• _Exercises_:
1 > Reproduce the passage of the XFS patch discussion between "I think the" and "in the filesystem.", inclusive.
2 > List every line of the records below that contains the word "building".

• _Provided text_:
###

Re: [PATCH 2/2] xfs: Properly retry failed inode items in case of error during buffer writeback

Carlos Maiolino <cmaiolino@xxxxxxxxxx> · Tue, 20 Jun 2017 09:01:03 +0200

Hello Luis.

On Fri, Jun 16, 2017 at 08:35:10PM +0200, Luis R. Rodriguez wrote:
> On Fri, Jun 16, 2017 at 12:54:45PM +0200, Carlos Maiolino wrote:
> > When a buffer has been failed during writeback, the inode items into it
> > are kept flush locked, and are never resubmitted due the flush lock, so,
> > if any buffer fails to be written, the items in AIL are never written to
> > disk and never unlocked.
> > 
> > This causes unmount operation to hang due these items flush locked in AIL,
> 
> What type of hang? If it has occurred in production is there a trace somewhere?
> what does it look like?
> 

No, there isn't any specific trace, the hang can be seen in several different
places, when unmounting the filesystem, it will hang in xfs_ail_push_all_sync(),
but this will be hit even if no unmount is attempted, with items stuck forever
in ail.

I think the easier way to track this is to look at the device stats in sysfs,
and you will see a forever increase in push_ail statistics even with no work
going on in the filesystem.

> You said you would work on an xfstest for this, how's that going? Otherewise
> a commit log description of how to reproduce would be useful.
>

The xfstests is not done yet, and I'm actually not focusing on it right now, I
already have a reproducer, pointed on the beginning of the discussion from this
problem and having this fixed by now is my priority, once the patches are in
shape and accepted, I'll work on the xfstests.

Not to mention that this problem is still possible to occur not only with
inode items, but also with dquot items, which will also be fixed as soon as we
reach a consensus of how to best fix this problem by now. Once the dquot items
fix will use the same infra-structure as the inode items use in this patchset,
and quite the same code, one of the reasons I segmented the buffer resubmission
into a different function that can be used for both item types.

> > but this also causes the items in AIL to never be written back, even when
> > the IO device comes back to normal.

###

Some records

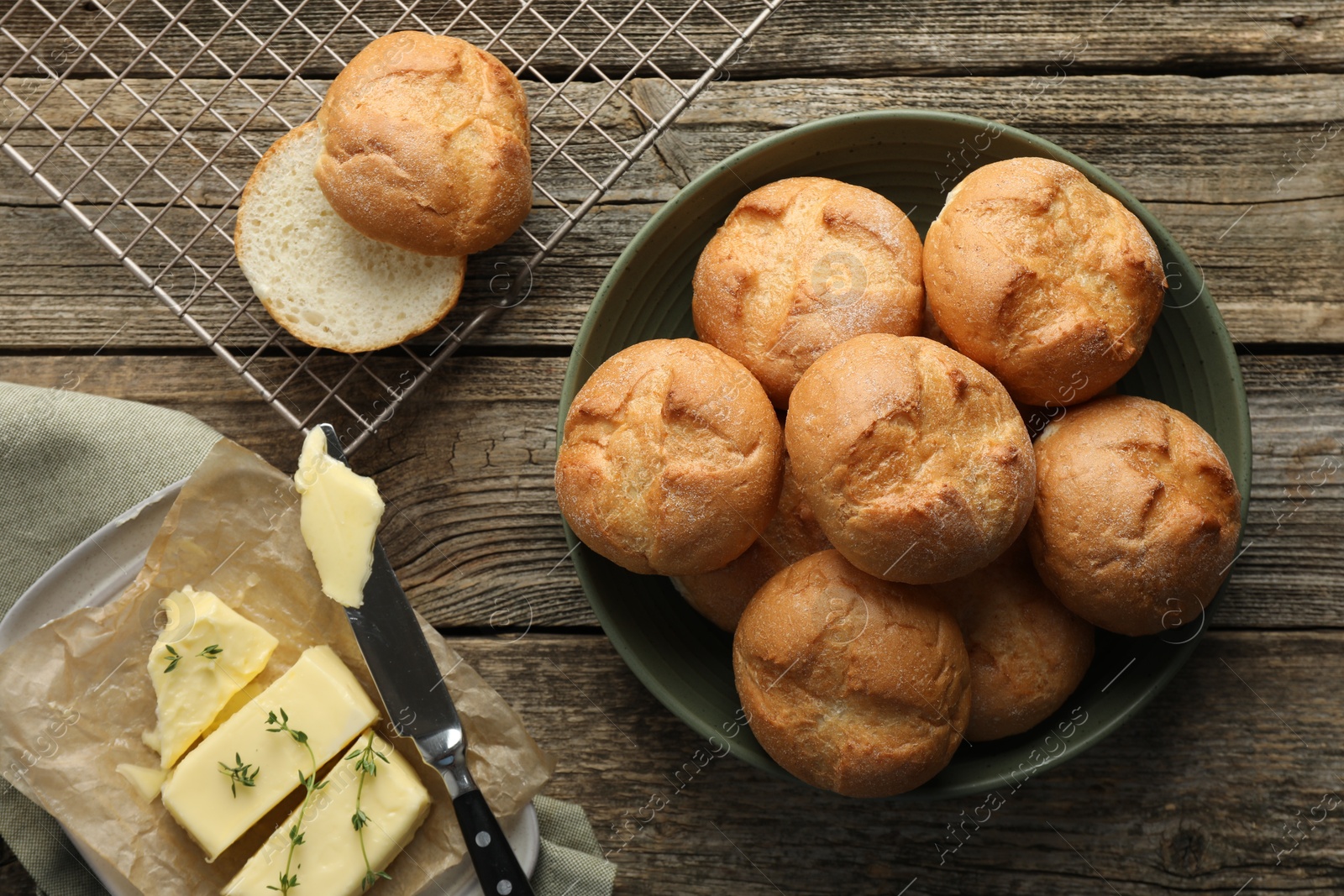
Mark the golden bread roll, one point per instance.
(793, 533)
(671, 459)
(1045, 280)
(851, 683)
(320, 278)
(913, 457)
(1027, 651)
(800, 266)
(427, 145)
(1137, 515)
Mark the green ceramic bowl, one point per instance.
(913, 159)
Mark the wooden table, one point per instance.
(1222, 117)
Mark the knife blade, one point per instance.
(418, 705)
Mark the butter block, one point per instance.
(203, 658)
(339, 512)
(329, 860)
(322, 699)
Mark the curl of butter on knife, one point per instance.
(339, 515)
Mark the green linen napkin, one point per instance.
(69, 464)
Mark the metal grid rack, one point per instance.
(144, 118)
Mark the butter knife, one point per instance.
(420, 707)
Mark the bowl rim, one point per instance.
(1241, 472)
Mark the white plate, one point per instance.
(97, 571)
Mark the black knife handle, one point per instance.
(496, 866)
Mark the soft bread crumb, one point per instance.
(323, 281)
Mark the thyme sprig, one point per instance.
(311, 786)
(367, 768)
(213, 652)
(241, 773)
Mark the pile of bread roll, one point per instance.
(905, 570)
(354, 228)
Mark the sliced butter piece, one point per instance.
(145, 781)
(329, 860)
(214, 653)
(322, 699)
(339, 513)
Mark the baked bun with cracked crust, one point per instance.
(913, 457)
(851, 683)
(1027, 651)
(793, 533)
(1137, 515)
(1037, 275)
(800, 266)
(427, 145)
(672, 458)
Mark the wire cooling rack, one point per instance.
(144, 118)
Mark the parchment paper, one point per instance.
(76, 694)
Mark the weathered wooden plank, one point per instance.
(1194, 794)
(835, 38)
(1242, 170)
(474, 528)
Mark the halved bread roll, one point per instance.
(319, 277)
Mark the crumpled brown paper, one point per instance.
(76, 694)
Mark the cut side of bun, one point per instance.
(320, 278)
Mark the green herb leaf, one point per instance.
(239, 773)
(366, 768)
(309, 783)
(374, 876)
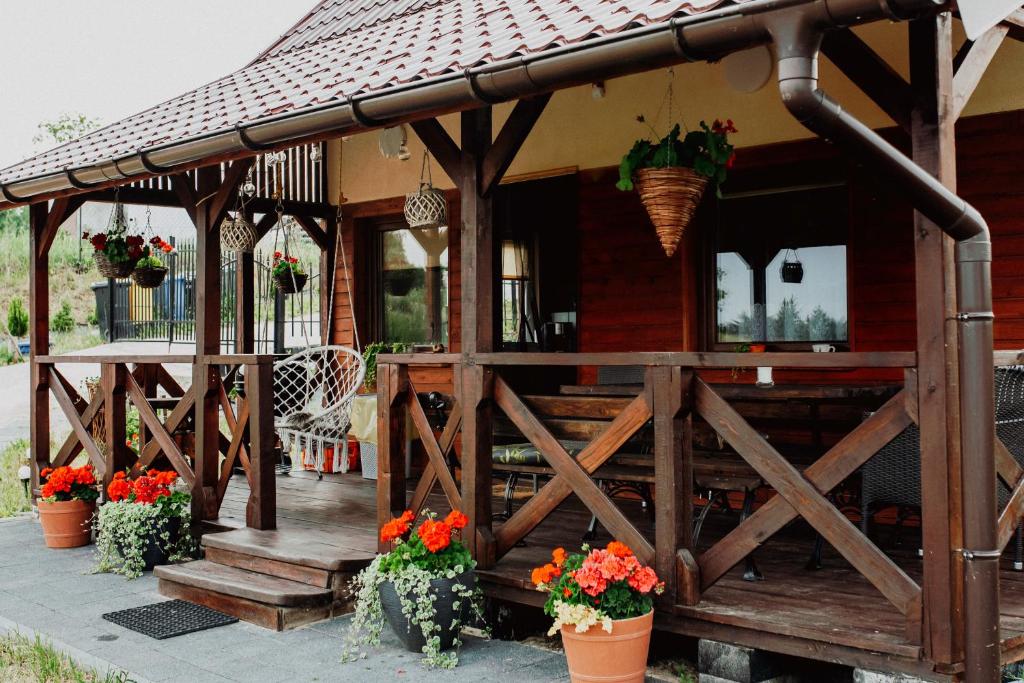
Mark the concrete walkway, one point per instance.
(51, 593)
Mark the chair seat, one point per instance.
(525, 454)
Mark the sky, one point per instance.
(111, 58)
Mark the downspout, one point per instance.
(798, 38)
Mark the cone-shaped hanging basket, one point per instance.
(671, 197)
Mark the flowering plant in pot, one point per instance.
(424, 588)
(150, 270)
(67, 504)
(671, 175)
(601, 601)
(144, 522)
(288, 273)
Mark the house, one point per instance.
(524, 110)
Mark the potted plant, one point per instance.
(424, 588)
(671, 175)
(601, 602)
(288, 273)
(68, 502)
(145, 522)
(150, 270)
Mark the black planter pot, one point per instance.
(410, 634)
(155, 553)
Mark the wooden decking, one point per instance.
(830, 614)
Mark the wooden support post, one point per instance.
(938, 409)
(669, 391)
(392, 382)
(262, 507)
(39, 339)
(112, 382)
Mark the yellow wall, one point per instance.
(578, 130)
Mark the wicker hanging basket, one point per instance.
(150, 278)
(287, 285)
(238, 235)
(671, 197)
(110, 268)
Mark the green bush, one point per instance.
(62, 322)
(17, 318)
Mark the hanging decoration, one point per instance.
(150, 269)
(237, 232)
(792, 271)
(672, 174)
(426, 208)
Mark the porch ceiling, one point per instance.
(343, 48)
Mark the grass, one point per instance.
(12, 497)
(23, 658)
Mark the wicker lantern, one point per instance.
(426, 208)
(238, 235)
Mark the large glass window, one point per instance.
(780, 267)
(414, 279)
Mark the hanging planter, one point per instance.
(672, 175)
(792, 271)
(426, 208)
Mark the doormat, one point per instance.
(170, 619)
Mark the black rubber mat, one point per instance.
(167, 620)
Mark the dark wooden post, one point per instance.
(206, 378)
(39, 340)
(392, 384)
(262, 506)
(934, 150)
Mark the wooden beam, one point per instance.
(441, 146)
(972, 62)
(510, 140)
(871, 74)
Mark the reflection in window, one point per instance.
(759, 297)
(414, 279)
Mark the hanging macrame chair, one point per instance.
(313, 388)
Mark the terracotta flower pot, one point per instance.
(67, 523)
(620, 656)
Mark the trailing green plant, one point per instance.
(370, 358)
(17, 318)
(62, 322)
(415, 560)
(706, 151)
(138, 510)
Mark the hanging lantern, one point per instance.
(792, 271)
(427, 207)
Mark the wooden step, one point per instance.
(268, 601)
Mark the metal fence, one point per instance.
(167, 313)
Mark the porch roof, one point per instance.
(341, 49)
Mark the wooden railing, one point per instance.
(672, 396)
(99, 426)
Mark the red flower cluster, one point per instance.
(144, 489)
(67, 482)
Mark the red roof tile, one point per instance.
(350, 47)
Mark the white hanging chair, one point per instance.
(312, 392)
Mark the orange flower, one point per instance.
(457, 519)
(435, 536)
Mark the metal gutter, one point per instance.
(623, 53)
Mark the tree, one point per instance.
(65, 128)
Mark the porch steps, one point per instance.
(271, 579)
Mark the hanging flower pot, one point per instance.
(671, 175)
(238, 235)
(671, 197)
(792, 271)
(426, 208)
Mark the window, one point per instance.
(414, 279)
(780, 267)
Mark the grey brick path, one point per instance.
(52, 593)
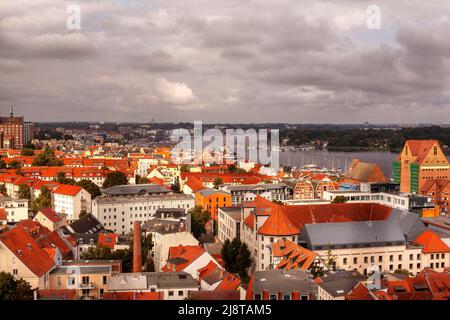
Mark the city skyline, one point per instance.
(133, 61)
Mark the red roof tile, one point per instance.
(67, 190)
(431, 242)
(23, 246)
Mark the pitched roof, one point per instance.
(23, 246)
(278, 224)
(50, 214)
(431, 242)
(67, 190)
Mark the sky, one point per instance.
(226, 61)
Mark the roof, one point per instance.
(286, 281)
(133, 296)
(352, 233)
(278, 224)
(182, 256)
(87, 224)
(431, 242)
(50, 215)
(339, 287)
(107, 240)
(58, 294)
(23, 246)
(420, 148)
(135, 189)
(67, 190)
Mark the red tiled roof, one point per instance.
(278, 224)
(59, 294)
(186, 255)
(133, 296)
(67, 190)
(23, 246)
(431, 242)
(107, 240)
(50, 214)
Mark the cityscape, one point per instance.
(239, 173)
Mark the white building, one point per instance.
(16, 209)
(71, 200)
(119, 213)
(229, 223)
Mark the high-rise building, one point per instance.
(28, 132)
(419, 162)
(12, 131)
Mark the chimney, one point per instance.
(137, 251)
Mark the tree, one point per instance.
(27, 152)
(199, 217)
(243, 262)
(339, 199)
(24, 191)
(90, 187)
(14, 289)
(43, 201)
(115, 178)
(218, 182)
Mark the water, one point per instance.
(333, 159)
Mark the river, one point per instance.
(333, 159)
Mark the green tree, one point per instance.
(339, 199)
(24, 191)
(27, 152)
(243, 262)
(90, 187)
(199, 217)
(43, 201)
(218, 182)
(14, 289)
(115, 178)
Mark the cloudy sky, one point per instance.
(226, 61)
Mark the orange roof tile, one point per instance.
(23, 246)
(67, 190)
(431, 242)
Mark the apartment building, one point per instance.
(229, 223)
(15, 209)
(240, 193)
(119, 212)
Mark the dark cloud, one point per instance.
(231, 61)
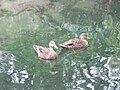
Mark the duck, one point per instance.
(46, 53)
(76, 43)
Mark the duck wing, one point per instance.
(70, 43)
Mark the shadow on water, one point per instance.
(95, 68)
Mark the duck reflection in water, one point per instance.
(47, 54)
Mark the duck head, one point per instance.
(52, 44)
(84, 36)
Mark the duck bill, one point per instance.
(88, 37)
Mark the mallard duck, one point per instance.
(76, 43)
(46, 53)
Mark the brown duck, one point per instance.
(76, 43)
(46, 53)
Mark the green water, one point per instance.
(95, 68)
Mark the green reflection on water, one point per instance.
(19, 33)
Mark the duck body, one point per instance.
(76, 43)
(46, 53)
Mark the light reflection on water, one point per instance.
(7, 61)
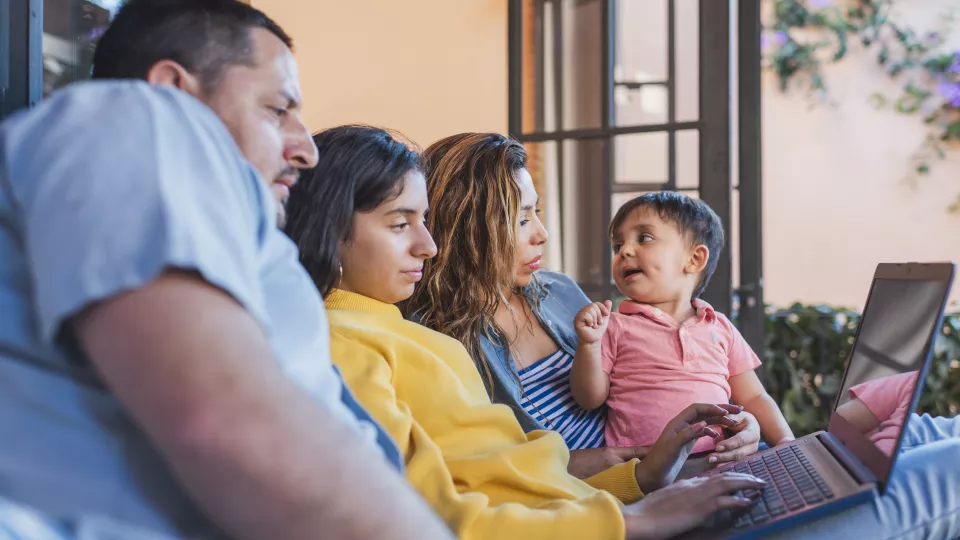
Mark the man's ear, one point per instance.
(697, 259)
(172, 73)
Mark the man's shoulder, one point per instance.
(92, 113)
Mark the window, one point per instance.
(618, 97)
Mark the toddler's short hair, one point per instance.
(695, 219)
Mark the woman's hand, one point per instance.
(586, 463)
(683, 506)
(744, 442)
(666, 457)
(591, 322)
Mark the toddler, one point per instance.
(666, 348)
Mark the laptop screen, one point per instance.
(878, 391)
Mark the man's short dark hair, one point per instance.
(695, 219)
(204, 36)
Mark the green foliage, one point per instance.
(804, 35)
(807, 348)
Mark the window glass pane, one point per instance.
(70, 32)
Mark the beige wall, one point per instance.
(836, 199)
(428, 68)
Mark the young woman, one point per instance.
(515, 319)
(358, 219)
(483, 216)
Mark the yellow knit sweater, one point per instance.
(467, 457)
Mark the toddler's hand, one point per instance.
(591, 322)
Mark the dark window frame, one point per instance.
(714, 128)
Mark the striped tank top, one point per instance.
(547, 398)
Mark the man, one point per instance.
(159, 342)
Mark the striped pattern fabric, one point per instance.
(547, 398)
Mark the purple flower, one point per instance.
(777, 39)
(955, 67)
(950, 91)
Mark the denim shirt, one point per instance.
(560, 300)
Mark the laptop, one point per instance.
(850, 463)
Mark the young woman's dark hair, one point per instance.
(360, 168)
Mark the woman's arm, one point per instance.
(855, 412)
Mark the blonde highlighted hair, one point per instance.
(474, 212)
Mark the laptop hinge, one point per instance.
(847, 459)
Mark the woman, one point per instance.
(515, 319)
(482, 200)
(358, 218)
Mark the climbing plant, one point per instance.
(805, 35)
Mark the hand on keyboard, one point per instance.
(687, 504)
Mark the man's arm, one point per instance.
(264, 460)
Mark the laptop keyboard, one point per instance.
(792, 484)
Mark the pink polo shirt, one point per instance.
(888, 398)
(658, 367)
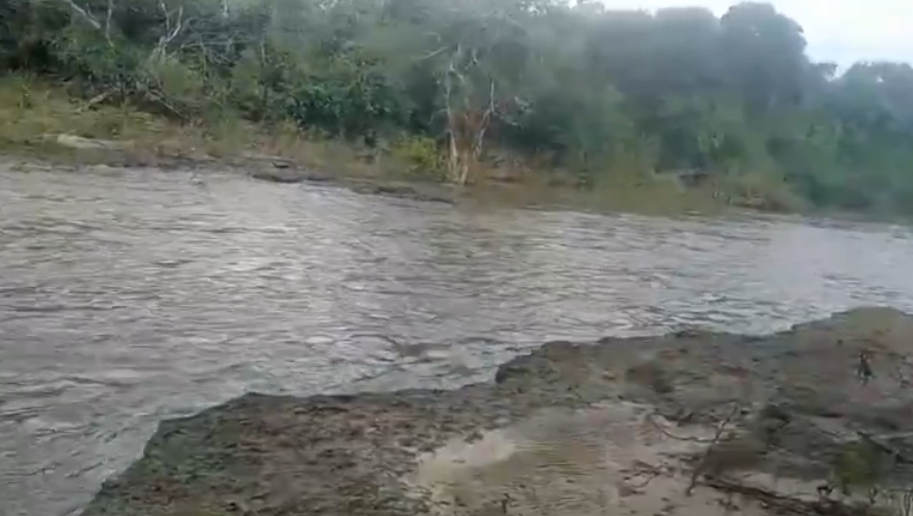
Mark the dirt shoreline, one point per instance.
(110, 155)
(692, 423)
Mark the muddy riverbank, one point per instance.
(806, 420)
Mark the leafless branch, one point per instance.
(108, 17)
(84, 14)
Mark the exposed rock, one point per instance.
(281, 172)
(427, 193)
(692, 423)
(80, 143)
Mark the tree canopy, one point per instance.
(587, 90)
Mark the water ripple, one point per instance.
(128, 298)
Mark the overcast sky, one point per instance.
(836, 30)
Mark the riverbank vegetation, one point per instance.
(468, 90)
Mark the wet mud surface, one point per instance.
(688, 423)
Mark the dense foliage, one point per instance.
(586, 90)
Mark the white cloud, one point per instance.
(836, 30)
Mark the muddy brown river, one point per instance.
(127, 297)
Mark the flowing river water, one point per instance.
(127, 297)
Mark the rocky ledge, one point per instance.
(814, 420)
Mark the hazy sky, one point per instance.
(836, 30)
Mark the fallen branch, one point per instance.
(785, 504)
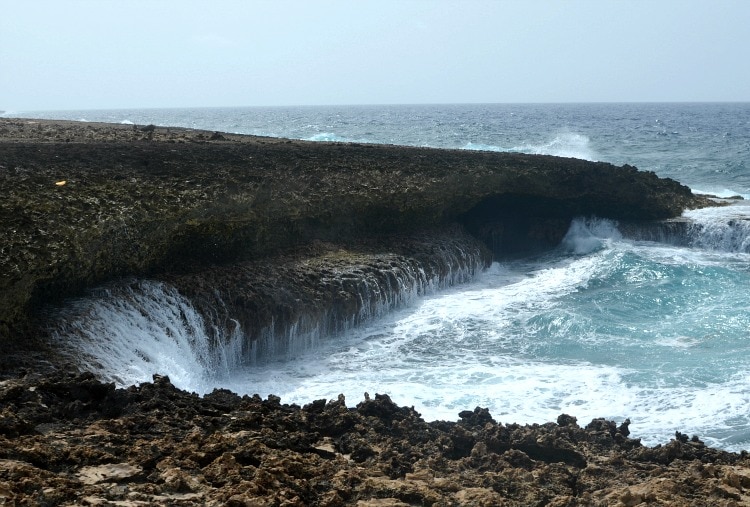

###

• _Solved tasks_:
1 >
I think the easier way to track this is to look at the device stats in sysfs,
and you will see a forever increase in push_ail statistics even with no work
going on in the filesystem.

2 >
Mark the white building, one point per instance.
Mark the high-rise building, one point per instance.
Mark the apartment building, one point per instance.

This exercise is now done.